=== EXERCISE ===
Copy the entries starting at the line that contains "Could you point out the gift" and ending at the line that contains "<point>236,249</point>", keeping every request line, and shift each point coordinate in the answers by adding 96 to it. Reproduce only those lines.

=== MATERIALS PROVIDED ===
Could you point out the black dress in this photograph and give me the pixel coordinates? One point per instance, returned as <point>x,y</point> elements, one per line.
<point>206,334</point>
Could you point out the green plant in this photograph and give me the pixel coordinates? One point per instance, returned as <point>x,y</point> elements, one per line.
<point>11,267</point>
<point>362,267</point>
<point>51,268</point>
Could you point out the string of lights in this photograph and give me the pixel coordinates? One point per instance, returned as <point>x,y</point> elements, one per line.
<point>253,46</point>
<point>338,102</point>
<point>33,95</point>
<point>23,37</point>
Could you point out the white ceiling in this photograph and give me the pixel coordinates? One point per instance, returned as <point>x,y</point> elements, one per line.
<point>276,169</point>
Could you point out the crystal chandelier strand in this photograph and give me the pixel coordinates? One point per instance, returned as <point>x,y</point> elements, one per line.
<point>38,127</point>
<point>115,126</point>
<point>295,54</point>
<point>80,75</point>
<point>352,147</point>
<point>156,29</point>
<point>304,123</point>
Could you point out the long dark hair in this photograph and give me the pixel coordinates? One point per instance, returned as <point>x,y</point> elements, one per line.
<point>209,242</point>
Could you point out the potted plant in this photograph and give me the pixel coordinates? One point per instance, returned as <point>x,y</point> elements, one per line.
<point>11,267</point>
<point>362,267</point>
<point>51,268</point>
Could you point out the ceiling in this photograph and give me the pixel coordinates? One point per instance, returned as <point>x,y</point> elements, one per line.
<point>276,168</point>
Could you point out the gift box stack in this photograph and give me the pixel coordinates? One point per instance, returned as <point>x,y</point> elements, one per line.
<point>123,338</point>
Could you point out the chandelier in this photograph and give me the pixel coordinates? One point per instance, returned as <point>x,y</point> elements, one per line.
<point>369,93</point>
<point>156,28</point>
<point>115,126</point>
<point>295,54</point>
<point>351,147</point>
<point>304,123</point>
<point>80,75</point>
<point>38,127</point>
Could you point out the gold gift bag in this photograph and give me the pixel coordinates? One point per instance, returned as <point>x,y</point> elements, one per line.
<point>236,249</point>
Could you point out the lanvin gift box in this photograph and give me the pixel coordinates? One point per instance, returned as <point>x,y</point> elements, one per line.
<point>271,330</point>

=== RESULT OF THE TASK ===
Could you point out the gift box stack in this photograph and give me the pixel coordinates? One point per instance, returned as <point>x,y</point> elements, one per line.
<point>219,434</point>
Could you point out the chandelier in this photograph and give me the pixel coordinates? One point per instance, returned as <point>x,y</point> elements, one per line.
<point>465,189</point>
<point>252,124</point>
<point>211,222</point>
<point>391,150</point>
<point>447,243</point>
<point>400,219</point>
<point>176,171</point>
<point>134,223</point>
Could you point out the gold gift bag in this photograph and give me the pixel coordinates? One point per instance, returned as <point>x,y</point> elements, one per line.
<point>332,345</point>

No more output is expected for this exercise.